Exercise instructions: Produce the same data once more, line for line.

Entries shown:
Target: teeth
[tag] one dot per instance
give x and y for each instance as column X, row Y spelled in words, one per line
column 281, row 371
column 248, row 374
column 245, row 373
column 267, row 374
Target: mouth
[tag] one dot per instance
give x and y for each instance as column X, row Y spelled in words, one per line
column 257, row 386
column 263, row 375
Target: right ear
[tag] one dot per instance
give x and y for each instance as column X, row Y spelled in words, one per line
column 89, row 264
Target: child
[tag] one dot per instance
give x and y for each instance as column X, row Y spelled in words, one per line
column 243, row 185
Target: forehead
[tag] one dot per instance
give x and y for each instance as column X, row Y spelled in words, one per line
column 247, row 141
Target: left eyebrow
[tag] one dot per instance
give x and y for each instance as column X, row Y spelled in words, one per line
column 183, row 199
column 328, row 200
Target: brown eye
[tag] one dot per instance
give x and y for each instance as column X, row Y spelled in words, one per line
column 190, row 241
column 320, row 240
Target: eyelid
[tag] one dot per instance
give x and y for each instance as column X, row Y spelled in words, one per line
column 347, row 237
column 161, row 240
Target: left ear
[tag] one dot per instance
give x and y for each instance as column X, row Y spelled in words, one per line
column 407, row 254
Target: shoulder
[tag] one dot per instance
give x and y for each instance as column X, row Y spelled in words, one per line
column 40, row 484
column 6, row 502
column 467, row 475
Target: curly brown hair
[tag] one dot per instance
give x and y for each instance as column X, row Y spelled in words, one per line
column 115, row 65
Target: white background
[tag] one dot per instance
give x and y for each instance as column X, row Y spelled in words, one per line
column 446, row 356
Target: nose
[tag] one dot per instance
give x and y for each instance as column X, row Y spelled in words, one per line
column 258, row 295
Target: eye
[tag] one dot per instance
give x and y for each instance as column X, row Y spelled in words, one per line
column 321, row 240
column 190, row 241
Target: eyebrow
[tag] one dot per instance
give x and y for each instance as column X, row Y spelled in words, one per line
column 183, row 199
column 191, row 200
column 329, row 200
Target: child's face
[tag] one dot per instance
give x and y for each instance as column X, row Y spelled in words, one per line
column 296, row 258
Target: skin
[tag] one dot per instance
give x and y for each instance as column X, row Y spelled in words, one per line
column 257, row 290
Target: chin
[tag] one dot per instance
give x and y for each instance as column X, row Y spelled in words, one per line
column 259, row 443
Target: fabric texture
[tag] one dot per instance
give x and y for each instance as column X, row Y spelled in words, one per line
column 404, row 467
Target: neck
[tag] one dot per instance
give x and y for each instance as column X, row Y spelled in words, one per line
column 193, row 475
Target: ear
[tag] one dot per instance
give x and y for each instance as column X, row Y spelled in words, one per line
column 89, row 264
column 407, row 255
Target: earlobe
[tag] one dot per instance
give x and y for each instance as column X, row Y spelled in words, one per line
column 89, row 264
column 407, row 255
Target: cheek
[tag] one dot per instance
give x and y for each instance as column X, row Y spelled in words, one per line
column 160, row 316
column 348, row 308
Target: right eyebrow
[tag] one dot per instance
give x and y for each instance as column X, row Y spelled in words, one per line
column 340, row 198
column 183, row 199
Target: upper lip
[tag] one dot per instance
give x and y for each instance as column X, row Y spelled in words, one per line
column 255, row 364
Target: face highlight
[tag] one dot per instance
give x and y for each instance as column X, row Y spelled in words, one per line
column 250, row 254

Exercise solution:
Target: teeth
[tag] one dot per instance
give x and y for each instance as column X, row Y spelled in words, one per line
column 281, row 371
column 248, row 374
column 245, row 373
column 267, row 374
Target: mouth
[tag] one dot per instance
give x and y for each instance as column X, row Y spelled in words, one per line
column 257, row 386
column 263, row 375
Target: right ear
[tag] one dot per instance
give x and y for each instance as column X, row Y spelled in words, one per line
column 89, row 264
Target: child
[tag] one dot per instance
give x and y for each instance as column X, row Y spelled in words, one per line
column 243, row 185
Target: forehead
[tag] one dot per instance
give x and y for each instance as column X, row Y spelled in words, one per line
column 247, row 141
Target: left eyebrow
[tag] one dot per instance
give x and y for each instance as column X, row Y spelled in words, one per line
column 183, row 199
column 328, row 200
Target: brown eye
[tag] one dot per instance
give x and y for each instance as column X, row Y spelled in words, one per line
column 190, row 241
column 320, row 240
Target: eyelid
[tag] one dot per instance
give x and y for each instance as column X, row Y spelled in words, one per line
column 347, row 237
column 161, row 240
Target: left ear
[tag] one dot per instance
give x and y for each instance as column X, row Y spelled in words, one per line
column 407, row 254
Target: shoulder
[tag] one dot per instance
give x and y for each instance as column X, row Y spelled in words, one per line
column 40, row 484
column 6, row 502
column 467, row 475
Target: curly brown hair
[tag] one dot per instance
give x and y for each instance as column X, row Y spelled in words, one per line
column 115, row 65
Target: white background
[tag] one dot per instance
give x and y for each instance as column X, row Y spelled in words, one per line
column 446, row 356
Target: nose
[tag] one dot per instance
give x and y for each instance as column X, row Y spelled in words, one per line
column 258, row 295
Target: eye
[tag] one dot per instance
give x and y for each instance as column X, row Y spelled in words, one per line
column 321, row 240
column 190, row 241
Target: eyebrow
[tag] one dot per instance
give x and y for each instance as column X, row Y spelled in words, one per line
column 183, row 199
column 191, row 200
column 329, row 200
Target: child's face
[tag] one dot per instance
give x and y for each instance as column X, row Y spelled in words, one per line
column 296, row 258
Target: skin
[tag] one dot per instance
give x and y for each instance as column X, row Y spelled in words, one per line
column 257, row 290
Target: chin
[tag] one dot per instance
give x and y for each instance as column X, row Y spelled in words, one per line
column 259, row 443
Target: fabric texture
[tag] one dot per instance
give x and y for each instance as column X, row Y spelled in words, one per line
column 404, row 467
Target: neck
[tag] one dot per instance
give x and y for each instance as column X, row Y spelled in words, one per line
column 193, row 475
Target: ear
[tag] one dot per instance
give x and y for each instance as column X, row Y spelled in words, one per line
column 89, row 264
column 407, row 255
Target: earlobe
[tag] one dot per instance
give x and y for each instance as column X, row Y spelled in words, one per line
column 89, row 264
column 407, row 255
Target: cheek
[tag] one dot per instance
give x and y for each instance as column X, row Y spelled in words, one per line
column 160, row 316
column 348, row 308
Target: right eyebrow
[tag] one dot per instance
give x and y for each instance as column X, row Y spelled in words, one per line
column 340, row 198
column 183, row 199
Target: upper lip
[tag] one dot per instance
give x and y for each instance as column X, row Y spelled in words, one per line
column 255, row 364
Target: face highlight
[tag] one dot per instance
give x and y for each instance as column X, row Y spelled in words, one per line
column 250, row 254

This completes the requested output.